• Texto base
Así, nos encontramos con historias como la de una persona que parte de
una inquietud menos «elevada», pero más acuciante, directamente
relacionada con su vida. Esta persona, normalmente muy sociable, se
moviliza cuando sufre en sus propias carnes una gran injusticia social
(como un desahucio o un despido). Entra en contacto con otras personas
que están en su situación (en quienes no tarda en sentir un apoyo
fundamental), y emprende con ellas acciones en común; busca movilizar a
personas en su misma situación; se va incardinando en una organización
al tiempo que va tomando conciencia de las raíces profundas del problema
que la llevó a movilizarse activamente, a medida que va interiorizando
una causa.
Así pues, el activista por la
causa toma conciencia antes de tomar contacto; y el activista por la
célula toma contacto y luego toma partido. ¿En qué medida
coexisten ambos tipos de activista en un mismo colectivo? Dependerá del
tipo de actividades que realice y, en bastante menor medida, de a qué
causa se deba. Pero suele ser habitual que se den los dos tipos en la
mayoría de las organizaciones, e incluso en las células. Si la
comunicación es buena y todos aprenden de todos esas diferencias se
amortiguan, pero sí he observado que los activistas por la causa se
sienten más cómodos que los activistas por la célula en la discusión
sobre los objetivos de la organización. Por contra, estos últimos tienen
una mayor capacidad de empatía e interacción personal que aquellos.

• Datos registrados
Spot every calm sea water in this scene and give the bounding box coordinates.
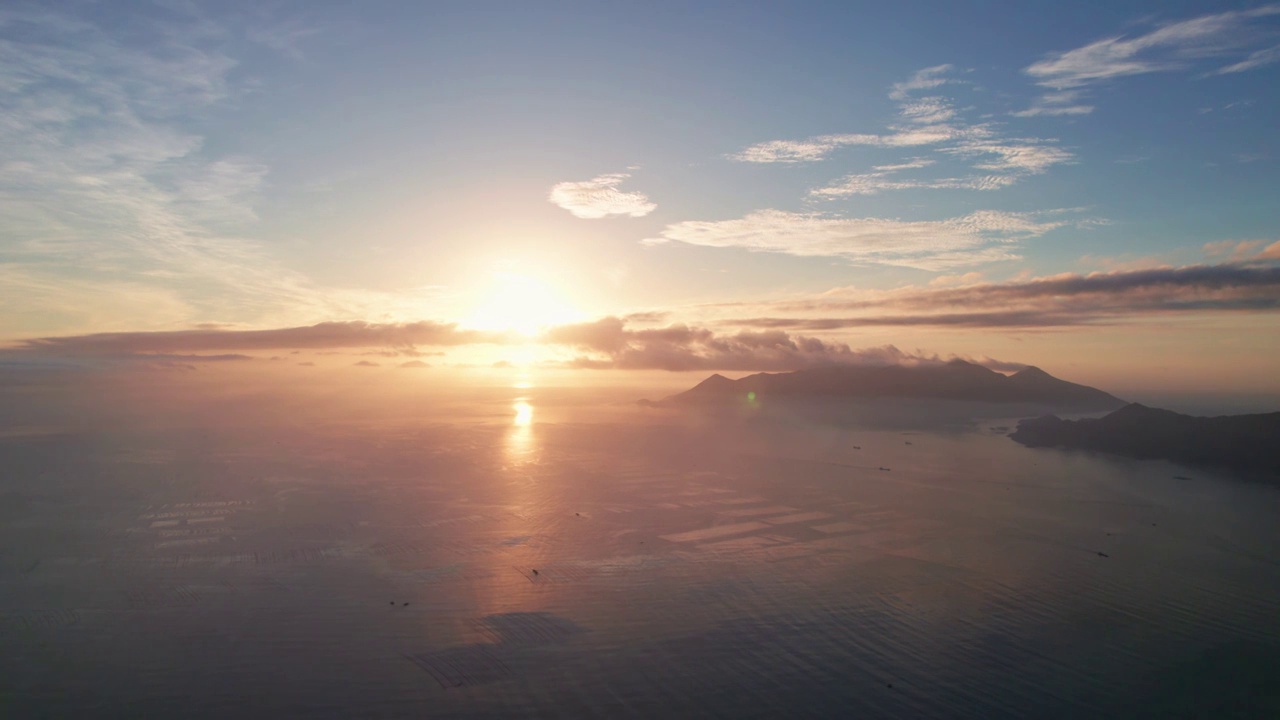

• Objetivo
Prosigue el texto sobre los dos tipos de activista a partir de su última oración, manteniendo el mismo registro.

• Resultado
En uno y otro caso, el contacto con la
organización no es el primero que se establece con el universo del
activismo. ¿Existe algún caso en el que alguien se haga activista
directamente a través de la organización? Es posible, pero no me consta
desde mi experiencia.
En conclusión, en algunos casos el
vínculo con la causa será más fuerte, y en otros lo será con la célula.
Pero este mapa de lealtades que acabamos de describir es lo que define
al activista, y lo diferencia de otras formas de pensar en una sociedad
distinta o trabajar por ella. Ahora bien, ¿de qué se alimenta esa
lealtad? ¿De qué fuerza se nutren esas relaciones complejas para
mantenerse y evolucionar en el tiempo? Preguntarse por ello es buscar
una explicación al hecho de que el activista continúe en la brecha. En
la próxima entrega de este artículo se aportan algunas ideas para el
debate.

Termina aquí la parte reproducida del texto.